## Exercise
Could you write the next part of the article on the Economic Survey and fiscal policy, picking up after its final sentence?

Economic Survey tries hard to dispel stigma of overusing fiscal policy

Illustration: Binay Sinha
Fiscal activism without overstepping into fiscal irresponsibility, seems to be a key policy advice of the Economic Survey. It tries hard to dispel the stigma of overusing fiscal policy, especially during slowdowns, arguing that the resulting growth recovery should allay concerns of debt sustainability. Despite the Survey’s emphatic rebuttal against rating agencies’ outlook for India, it also begrudgingly admits that the ratings as they are currently computed, play an important role in determining portfolio flows. Given the government’s cautious fiscal response to the pandemic so far, it seems unlikely that it will drop the ball on consolidation in the upcoming Budget.

Rather the focus will be to consolidate under the cover of a strong cyclical growth upsurge. The Survey conservatively projects FY22 nominal GDP growth at 15.4 per cent y-o-y for FY22, in line with our expectations of 15 per cent from the Budget. However, it contrasts with our out-of-consensus view on growth, as we expect real GDP growth to average 13.5 per cent y-o-y in FY22 (vs 11 per cent as per the Survey) from -6.7 per cent in FY21 (vs -7.7 per cent), due to a mix of the lagged impact of easy financial conditions, faster pace of normalisation, increased pool of household savings, better global growth prospects, and the ‘vaccine pivot’ later in the year.

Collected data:
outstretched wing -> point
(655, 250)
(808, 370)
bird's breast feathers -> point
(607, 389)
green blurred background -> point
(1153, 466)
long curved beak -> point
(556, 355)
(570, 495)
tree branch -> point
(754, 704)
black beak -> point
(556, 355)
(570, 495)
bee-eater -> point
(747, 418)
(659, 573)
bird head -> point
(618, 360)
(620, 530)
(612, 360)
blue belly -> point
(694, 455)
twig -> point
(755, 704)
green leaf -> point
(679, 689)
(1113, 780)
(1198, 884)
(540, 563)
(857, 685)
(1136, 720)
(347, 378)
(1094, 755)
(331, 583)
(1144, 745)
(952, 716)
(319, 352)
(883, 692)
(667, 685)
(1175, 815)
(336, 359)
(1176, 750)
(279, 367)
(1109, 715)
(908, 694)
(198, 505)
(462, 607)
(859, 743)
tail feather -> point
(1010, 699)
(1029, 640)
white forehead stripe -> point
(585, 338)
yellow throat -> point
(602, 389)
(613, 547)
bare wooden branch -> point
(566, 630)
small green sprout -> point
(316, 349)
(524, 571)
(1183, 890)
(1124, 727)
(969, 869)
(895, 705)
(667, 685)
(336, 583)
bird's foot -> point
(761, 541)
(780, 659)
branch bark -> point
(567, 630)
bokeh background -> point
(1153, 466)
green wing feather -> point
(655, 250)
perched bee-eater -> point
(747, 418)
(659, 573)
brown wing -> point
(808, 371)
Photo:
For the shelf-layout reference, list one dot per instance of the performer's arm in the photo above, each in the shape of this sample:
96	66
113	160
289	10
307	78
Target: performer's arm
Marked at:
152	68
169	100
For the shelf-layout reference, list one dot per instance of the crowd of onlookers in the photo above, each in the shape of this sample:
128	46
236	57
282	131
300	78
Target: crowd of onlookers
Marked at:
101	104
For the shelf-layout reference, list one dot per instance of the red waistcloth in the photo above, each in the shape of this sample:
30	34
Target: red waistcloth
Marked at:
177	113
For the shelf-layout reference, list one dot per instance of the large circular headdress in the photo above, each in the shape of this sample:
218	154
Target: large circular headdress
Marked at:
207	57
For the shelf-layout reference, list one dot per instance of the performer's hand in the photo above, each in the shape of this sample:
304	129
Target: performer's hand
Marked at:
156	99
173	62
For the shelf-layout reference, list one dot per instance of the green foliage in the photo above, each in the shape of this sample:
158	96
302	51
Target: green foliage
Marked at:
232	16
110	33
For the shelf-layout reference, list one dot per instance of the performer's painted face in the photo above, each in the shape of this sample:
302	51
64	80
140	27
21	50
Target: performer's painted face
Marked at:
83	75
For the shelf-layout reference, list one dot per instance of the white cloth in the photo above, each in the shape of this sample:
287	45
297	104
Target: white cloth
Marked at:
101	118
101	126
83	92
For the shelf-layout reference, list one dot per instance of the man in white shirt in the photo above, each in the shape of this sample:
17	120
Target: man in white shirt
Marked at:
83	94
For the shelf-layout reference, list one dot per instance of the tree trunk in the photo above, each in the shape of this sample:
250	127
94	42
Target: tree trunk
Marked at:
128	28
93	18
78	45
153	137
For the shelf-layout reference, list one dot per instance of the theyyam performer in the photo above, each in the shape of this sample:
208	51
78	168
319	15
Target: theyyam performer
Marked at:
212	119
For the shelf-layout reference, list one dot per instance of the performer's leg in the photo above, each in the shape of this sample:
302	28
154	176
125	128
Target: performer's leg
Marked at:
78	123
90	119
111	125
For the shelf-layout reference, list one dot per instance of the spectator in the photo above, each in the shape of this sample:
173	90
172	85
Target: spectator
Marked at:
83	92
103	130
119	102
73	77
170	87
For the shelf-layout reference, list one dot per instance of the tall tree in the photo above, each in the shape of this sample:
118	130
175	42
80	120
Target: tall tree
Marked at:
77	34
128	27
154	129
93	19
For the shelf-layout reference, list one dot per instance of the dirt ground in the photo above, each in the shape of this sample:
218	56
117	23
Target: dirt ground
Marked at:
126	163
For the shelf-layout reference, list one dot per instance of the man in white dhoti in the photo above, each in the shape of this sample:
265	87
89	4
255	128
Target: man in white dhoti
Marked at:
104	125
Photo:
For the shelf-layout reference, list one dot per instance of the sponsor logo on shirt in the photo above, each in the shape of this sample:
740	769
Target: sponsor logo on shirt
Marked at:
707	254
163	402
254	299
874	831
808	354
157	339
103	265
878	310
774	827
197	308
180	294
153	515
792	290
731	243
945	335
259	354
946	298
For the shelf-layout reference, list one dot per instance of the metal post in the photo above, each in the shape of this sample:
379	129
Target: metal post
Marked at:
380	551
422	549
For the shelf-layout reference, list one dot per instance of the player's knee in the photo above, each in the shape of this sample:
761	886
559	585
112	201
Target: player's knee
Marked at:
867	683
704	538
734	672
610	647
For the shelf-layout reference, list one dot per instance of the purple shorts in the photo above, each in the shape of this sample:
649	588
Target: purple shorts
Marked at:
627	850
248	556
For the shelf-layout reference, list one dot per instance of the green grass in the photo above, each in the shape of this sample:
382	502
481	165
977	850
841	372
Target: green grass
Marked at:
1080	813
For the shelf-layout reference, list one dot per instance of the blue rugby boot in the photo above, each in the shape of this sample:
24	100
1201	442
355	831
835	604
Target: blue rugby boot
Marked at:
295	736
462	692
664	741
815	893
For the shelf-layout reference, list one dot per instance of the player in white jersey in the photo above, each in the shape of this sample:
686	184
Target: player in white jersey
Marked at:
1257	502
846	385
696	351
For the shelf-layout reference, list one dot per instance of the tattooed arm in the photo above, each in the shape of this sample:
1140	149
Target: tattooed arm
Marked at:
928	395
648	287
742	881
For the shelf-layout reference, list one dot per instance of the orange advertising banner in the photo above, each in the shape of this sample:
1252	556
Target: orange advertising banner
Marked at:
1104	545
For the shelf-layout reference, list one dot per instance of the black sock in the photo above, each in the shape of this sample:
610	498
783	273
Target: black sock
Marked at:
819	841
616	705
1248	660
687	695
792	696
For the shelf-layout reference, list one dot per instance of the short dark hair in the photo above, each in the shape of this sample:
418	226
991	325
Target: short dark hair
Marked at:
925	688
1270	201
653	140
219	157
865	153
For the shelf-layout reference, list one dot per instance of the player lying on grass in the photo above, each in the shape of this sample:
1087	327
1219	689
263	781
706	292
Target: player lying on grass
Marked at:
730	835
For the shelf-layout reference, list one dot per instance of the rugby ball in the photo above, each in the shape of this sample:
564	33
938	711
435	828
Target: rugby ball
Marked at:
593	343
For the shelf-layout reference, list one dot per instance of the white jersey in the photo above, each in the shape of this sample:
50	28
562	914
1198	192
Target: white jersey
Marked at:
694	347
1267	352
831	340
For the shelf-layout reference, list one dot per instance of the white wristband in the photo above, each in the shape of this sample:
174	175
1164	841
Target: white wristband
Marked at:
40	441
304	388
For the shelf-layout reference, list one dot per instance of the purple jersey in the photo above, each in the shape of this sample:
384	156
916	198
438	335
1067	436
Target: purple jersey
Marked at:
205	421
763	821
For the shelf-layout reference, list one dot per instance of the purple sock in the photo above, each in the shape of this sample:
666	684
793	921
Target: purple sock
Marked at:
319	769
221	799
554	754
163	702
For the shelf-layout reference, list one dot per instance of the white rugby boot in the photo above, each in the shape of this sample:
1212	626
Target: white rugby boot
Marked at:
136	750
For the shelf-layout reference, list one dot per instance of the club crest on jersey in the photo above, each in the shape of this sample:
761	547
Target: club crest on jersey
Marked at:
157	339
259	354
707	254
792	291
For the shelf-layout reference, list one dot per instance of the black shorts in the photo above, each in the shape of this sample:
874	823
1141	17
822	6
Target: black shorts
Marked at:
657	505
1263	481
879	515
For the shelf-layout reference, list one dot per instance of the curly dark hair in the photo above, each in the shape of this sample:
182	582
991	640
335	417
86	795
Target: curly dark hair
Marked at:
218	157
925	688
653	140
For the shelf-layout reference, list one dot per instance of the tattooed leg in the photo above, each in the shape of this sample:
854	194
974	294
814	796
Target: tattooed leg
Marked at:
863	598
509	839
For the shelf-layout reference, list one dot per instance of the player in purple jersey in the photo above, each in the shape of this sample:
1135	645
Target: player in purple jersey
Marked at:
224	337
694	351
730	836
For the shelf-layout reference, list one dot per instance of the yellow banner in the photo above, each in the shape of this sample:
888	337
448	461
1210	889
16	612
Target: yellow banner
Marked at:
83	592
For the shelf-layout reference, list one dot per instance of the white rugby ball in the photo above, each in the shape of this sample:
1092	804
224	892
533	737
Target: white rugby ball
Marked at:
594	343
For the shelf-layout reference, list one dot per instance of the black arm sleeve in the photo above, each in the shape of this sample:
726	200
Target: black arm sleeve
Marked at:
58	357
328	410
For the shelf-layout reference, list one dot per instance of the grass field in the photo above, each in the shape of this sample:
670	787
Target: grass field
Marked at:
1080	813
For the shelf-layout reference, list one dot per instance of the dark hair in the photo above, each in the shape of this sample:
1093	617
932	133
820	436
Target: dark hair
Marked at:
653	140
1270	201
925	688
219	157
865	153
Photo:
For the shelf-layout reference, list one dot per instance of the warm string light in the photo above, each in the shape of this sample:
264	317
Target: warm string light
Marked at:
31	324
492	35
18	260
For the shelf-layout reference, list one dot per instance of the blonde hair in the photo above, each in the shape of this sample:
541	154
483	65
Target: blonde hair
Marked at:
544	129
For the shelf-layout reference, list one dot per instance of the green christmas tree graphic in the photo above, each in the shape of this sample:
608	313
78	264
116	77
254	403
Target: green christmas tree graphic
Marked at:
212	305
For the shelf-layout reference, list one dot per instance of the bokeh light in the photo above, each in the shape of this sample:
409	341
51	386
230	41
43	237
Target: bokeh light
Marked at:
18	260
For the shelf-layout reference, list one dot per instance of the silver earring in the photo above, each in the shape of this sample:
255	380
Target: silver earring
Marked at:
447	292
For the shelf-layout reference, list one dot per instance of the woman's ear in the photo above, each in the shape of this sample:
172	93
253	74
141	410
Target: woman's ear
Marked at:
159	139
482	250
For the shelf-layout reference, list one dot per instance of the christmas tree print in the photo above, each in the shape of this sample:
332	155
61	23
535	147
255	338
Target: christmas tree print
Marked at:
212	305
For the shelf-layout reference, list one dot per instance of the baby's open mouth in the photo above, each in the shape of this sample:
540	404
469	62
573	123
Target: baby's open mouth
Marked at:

## Task output
The key question is – will the Budget mirror this policy stance? In terms of areas of focus, as we had outlined, the Economic Survey strongly points towards higher allocations for healthcare, infrastructure, incentives for domestic manufacturing and supply-side reforms. On the important question of a fiscal roadmap, despite the Survey’s arguments for a strong fiscal response, and against overthinking the reaction of rating agencies, we believe the government fundamentally sees fiscal policy as an enabler rather than an actual driver of growth. We believe the government will opt for ‘automatic consolidation’ in the FY22 Budget, i.e. allow for a strong cyclical growth upsurge to lead to consolidation rather than expenditure compression. For subsequent years, it is likely to sketch out a fiscal roadmap that balances ambition with credibility, and with an eye on stabilising the public debt to GDP burden and eventually leading it to consolidate back to sustainable levels.

(Dr  Aurodeep Nandi is India Economist, Vice President, Nomura. The views expressed are personal.)